_WRITTEN TASK 1_
Read the article below about Afghanistan and say whether each statement agrees with it. Answer yes or no for each, and quote the deciding words from the article. (a) Afghanistan depends on outside money for 69 percent of what its government spends. (b) Taliban fighters held the capital of Kunduz province for a week. (c) The Quadrilateral Coordination Group met four times in two months.

UNITED NATIONS (AP) – Afghanistan’s national unity government faces five hurdles this year and failure to overcome any one of them could spell disaster, the top U.N. envoy in the country warned Tuesday.

“For 2016, survival will be an achievement for the national unity government,” Nicholas Haysom told the U.N. Security Council. “Survival cannot mean inaction, or merely ‘treading water.’ It means active engagement in confronting these challenges.”

He said the government must tackle a contracting economy with low growth and high unemployment, an intensifying insurgency and “an increasingly fractious and divided political environment.” It must also secure significant international financial support and make “progress towards a sustainable peace,” he said.

The Taliban have been battling the government for 15 years and after the U.S. and NATO formally concluded their combat mission at the end of 2014 the emboldened insurgents have been testing Afghan forces and spreading their footprint across the country. Afghanistan is also confronting extremists from the Islamic State group.

Corruption is rampant in the impoverished country and thousands of Afghans have fled to Europe to escape the conflict and worsening economy.

Haysom said Afghanistan can’t afford to fail in addressing any of the five challenges.

If there was a serious failure in tackling any one of the challenges, “it would have severe political and other consequences throughout the country,” he said.

For example, Afghanistan relies on external funding for 69 percent of government expenditures and the failure to get commitments from international donors “will have a devastating impact,” he said.

Haysom forecast “a difficult fighting season” ahead, with the Tabliban testing Afghan forces. This is the first year that Afghan forces have independent command, and on a positive note he said they have “largely held their own in the face of continuing high rates of attrition.”

Last year, Taliban fighters stormed the provincial capital of Kunduz province and held it for three days. Haysom warned that the loss of a provincial capital, even temporarily, “would have significant repercussions for the national unity government’s political standing.”

The Taliban issued a statement earlier this month saying they would not participate in a peace process with the government until foreign forces stop attacking their positions and leave the country.

Haysom told the council that he met the Taliban Political Commission again last week to press for an intra-Afghan dialogue but the confirmed “they were not yet ready to engage directly with the government.”

He expressed appreciation to Pakistan for its role in trying to reinvigorate efforts to put a peace process on track.

Afghanistan’s U.N. Ambassador Mahmoud Saikal said the Quadrilateral Coordination Group – Afghanistan, Pakistan, China and the United States – has met four times in two months in Islamabad and Kabul, “and succeeded in finalizing a road map for the next steps forward.”

Haysom said the U.N. will keep pressing direct talks between the Taliban and the Afghan government.

The Security Council unanimously adopted a resolution during the meeting to extend the U.N. political mission in Afghanistan that Haysom heads until March 17, 2017.

_WRITTEN TASK 2_
Retype the stretch of the records below from the line that contains "Produce, for each" through the line that contains "191L750 271L674 363L910", both lines included, with no changes.

_DATA UNDER STUDY_
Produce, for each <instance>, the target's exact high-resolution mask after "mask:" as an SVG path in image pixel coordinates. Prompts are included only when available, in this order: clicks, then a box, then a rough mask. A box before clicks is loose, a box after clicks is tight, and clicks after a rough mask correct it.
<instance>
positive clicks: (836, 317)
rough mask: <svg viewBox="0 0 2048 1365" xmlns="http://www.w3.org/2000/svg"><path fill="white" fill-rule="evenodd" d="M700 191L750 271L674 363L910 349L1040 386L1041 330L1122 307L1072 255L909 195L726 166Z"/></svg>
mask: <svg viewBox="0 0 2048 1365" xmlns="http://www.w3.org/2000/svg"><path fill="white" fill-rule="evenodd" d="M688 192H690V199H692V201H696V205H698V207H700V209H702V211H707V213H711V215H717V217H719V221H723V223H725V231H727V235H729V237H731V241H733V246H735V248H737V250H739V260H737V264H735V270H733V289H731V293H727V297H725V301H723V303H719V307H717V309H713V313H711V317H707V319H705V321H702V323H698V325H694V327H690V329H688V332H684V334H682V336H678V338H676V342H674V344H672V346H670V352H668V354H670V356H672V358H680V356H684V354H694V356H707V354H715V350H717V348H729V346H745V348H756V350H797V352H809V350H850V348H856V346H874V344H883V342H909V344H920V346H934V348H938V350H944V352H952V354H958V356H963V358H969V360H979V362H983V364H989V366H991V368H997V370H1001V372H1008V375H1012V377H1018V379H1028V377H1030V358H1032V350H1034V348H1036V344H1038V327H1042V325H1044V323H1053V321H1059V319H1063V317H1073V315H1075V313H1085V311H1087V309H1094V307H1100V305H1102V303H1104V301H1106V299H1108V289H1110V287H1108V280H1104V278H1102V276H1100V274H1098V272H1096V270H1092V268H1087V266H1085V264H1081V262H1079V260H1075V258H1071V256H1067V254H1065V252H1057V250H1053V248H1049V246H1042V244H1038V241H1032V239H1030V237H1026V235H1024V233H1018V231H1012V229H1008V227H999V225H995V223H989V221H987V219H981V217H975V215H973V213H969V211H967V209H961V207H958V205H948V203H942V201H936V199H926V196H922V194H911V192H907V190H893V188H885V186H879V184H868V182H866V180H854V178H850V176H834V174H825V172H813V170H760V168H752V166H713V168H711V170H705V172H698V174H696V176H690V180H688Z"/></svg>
--
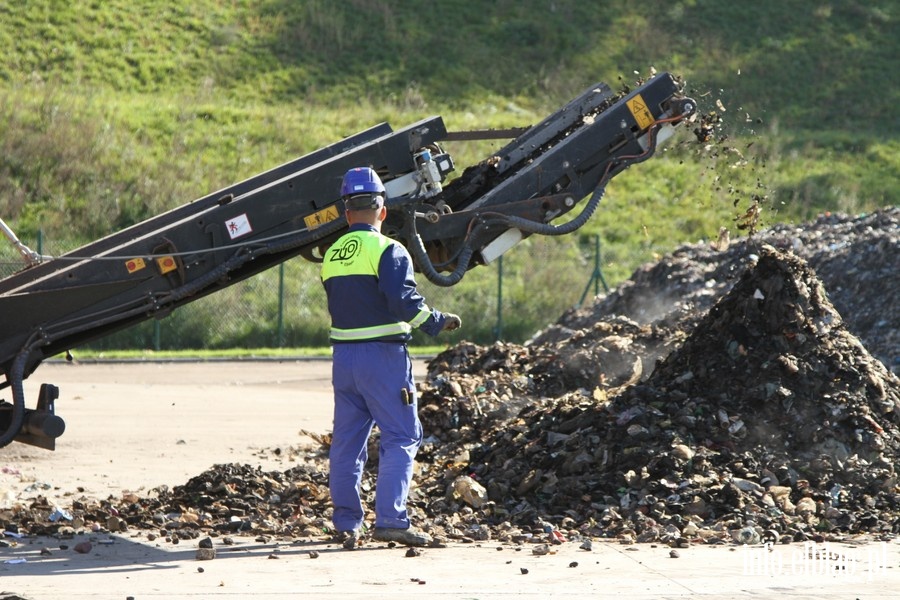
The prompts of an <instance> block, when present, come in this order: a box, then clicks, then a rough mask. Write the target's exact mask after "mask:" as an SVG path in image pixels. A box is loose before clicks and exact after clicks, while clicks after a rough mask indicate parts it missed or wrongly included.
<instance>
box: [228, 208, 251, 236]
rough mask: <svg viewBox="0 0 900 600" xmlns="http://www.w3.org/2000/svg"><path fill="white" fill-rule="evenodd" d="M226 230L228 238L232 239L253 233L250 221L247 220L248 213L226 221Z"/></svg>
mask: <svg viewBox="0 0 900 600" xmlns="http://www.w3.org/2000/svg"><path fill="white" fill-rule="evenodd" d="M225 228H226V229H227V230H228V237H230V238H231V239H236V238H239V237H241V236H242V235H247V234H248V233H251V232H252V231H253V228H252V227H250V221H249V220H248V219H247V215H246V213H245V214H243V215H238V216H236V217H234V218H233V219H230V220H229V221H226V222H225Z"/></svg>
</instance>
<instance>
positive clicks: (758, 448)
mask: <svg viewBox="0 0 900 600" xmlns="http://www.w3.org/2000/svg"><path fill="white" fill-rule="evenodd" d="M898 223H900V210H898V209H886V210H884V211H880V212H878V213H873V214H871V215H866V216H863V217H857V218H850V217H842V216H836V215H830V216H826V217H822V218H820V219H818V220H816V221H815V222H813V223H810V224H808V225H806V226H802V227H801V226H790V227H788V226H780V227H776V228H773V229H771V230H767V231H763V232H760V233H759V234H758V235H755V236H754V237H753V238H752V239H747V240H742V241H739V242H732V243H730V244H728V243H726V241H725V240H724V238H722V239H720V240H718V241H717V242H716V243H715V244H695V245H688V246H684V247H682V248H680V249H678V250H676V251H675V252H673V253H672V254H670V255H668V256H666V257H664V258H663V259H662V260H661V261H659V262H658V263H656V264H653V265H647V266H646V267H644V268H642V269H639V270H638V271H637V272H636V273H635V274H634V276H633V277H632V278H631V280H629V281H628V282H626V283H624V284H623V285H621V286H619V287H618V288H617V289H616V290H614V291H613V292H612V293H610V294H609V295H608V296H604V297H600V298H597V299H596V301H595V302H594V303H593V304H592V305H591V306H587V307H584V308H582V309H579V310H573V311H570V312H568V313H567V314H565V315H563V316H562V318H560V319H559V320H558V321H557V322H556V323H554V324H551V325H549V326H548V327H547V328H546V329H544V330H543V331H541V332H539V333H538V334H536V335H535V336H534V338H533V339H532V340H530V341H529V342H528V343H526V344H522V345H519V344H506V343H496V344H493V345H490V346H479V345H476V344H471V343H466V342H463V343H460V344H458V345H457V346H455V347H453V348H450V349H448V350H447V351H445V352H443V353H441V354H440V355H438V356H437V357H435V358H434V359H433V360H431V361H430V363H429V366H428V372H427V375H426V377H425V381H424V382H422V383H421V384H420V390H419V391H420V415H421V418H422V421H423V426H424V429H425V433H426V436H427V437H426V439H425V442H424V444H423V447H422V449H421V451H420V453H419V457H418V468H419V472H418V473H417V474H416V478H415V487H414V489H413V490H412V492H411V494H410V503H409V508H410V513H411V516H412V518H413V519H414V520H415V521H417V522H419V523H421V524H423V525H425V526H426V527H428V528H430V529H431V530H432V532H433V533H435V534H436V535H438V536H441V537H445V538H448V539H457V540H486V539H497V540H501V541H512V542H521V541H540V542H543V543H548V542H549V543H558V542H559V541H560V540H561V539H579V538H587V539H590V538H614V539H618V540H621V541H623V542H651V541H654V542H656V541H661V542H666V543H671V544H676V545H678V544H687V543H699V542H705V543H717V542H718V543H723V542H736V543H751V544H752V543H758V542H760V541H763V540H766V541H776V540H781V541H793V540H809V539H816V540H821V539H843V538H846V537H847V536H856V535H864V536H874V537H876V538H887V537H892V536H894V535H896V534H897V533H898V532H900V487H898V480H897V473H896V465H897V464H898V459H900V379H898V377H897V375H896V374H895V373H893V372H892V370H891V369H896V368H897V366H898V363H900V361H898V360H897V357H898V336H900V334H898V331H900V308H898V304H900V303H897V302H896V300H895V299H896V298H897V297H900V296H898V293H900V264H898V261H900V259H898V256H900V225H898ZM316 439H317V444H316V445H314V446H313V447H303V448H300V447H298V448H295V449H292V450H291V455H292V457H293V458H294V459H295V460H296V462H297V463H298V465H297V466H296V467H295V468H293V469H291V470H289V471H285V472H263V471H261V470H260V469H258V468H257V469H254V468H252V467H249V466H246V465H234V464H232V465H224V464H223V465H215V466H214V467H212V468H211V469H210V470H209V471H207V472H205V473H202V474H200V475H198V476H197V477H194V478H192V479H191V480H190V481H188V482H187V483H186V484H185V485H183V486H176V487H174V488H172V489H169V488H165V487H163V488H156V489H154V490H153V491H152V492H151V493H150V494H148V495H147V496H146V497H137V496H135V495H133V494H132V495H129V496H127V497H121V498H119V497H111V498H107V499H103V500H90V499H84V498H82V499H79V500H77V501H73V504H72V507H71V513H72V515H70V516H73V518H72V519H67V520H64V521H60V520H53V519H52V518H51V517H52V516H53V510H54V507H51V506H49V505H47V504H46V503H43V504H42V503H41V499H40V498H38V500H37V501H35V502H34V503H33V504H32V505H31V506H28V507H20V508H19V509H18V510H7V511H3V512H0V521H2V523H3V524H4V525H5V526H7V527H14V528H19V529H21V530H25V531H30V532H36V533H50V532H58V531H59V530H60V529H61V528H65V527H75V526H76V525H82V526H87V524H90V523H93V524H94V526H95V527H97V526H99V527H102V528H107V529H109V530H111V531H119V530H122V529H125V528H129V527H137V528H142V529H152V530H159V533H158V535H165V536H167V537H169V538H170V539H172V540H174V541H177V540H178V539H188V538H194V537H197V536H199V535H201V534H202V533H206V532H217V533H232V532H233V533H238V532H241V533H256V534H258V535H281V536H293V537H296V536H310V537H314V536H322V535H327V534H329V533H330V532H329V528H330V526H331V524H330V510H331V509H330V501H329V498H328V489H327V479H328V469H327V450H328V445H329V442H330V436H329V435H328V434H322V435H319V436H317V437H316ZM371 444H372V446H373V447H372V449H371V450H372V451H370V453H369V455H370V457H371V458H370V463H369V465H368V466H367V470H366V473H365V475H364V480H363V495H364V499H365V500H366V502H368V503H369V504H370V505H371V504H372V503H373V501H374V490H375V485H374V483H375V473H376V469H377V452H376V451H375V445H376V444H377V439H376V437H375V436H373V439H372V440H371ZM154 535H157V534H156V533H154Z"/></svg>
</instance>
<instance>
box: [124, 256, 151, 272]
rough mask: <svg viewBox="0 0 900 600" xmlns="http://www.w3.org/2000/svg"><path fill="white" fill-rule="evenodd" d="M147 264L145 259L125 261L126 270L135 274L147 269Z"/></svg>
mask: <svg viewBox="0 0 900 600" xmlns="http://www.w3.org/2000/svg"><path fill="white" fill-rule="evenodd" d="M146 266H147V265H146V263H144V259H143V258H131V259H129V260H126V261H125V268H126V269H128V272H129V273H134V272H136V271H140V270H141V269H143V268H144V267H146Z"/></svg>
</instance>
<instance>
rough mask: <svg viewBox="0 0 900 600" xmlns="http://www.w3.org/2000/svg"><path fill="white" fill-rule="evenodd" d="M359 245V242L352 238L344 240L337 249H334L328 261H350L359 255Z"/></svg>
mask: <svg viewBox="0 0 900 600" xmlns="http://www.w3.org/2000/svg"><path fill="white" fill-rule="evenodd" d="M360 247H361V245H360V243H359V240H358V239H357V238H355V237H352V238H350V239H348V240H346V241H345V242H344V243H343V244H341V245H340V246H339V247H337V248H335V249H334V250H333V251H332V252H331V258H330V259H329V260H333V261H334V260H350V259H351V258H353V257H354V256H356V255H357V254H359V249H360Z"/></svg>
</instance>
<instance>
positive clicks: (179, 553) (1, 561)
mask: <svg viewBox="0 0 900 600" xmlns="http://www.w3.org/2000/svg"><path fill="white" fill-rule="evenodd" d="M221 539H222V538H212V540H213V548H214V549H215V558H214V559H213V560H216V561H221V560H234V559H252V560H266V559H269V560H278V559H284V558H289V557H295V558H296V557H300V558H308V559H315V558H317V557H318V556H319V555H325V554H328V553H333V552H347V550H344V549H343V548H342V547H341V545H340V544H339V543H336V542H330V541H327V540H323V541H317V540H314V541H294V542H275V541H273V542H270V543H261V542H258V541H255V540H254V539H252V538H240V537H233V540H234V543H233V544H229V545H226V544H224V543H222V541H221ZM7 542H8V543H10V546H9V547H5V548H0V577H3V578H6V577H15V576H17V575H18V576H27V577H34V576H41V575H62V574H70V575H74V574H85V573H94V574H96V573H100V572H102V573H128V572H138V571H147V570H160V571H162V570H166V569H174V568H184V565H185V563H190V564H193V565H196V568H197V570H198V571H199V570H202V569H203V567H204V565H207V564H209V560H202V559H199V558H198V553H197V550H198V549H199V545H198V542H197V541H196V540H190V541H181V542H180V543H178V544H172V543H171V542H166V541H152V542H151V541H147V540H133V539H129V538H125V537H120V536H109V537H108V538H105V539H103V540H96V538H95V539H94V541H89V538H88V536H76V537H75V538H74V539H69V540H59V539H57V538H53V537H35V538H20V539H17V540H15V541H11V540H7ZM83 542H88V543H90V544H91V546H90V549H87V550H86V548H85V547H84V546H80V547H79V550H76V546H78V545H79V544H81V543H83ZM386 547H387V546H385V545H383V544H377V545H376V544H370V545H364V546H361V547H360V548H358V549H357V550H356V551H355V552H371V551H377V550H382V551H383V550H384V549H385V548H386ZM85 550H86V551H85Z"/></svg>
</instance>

_RESPONSE 1_
(a) Yes: "Afghanistan relies on external funding for 69 percent of government expenditures"
(b) No: "held it for three days"
(c) Yes: "has met four times in two months in Islamabad and Kabul"

_RESPONSE 2_
Produce, for each <instance>, the target's exact high-resolution mask after "mask:" as an SVG path in image pixel coordinates. Prompts are included only when available, in this order: clicks, then a box, then a rough mask. A box before clicks is loose, a box after clicks is tight, and clicks after a rough mask correct it.
<instance>
positive clicks: (836, 317)
rough mask: <svg viewBox="0 0 2048 1365" xmlns="http://www.w3.org/2000/svg"><path fill="white" fill-rule="evenodd" d="M700 191L750 271L674 363L910 349L1040 386L1041 330L1122 307L1072 255L909 195L726 166Z"/></svg>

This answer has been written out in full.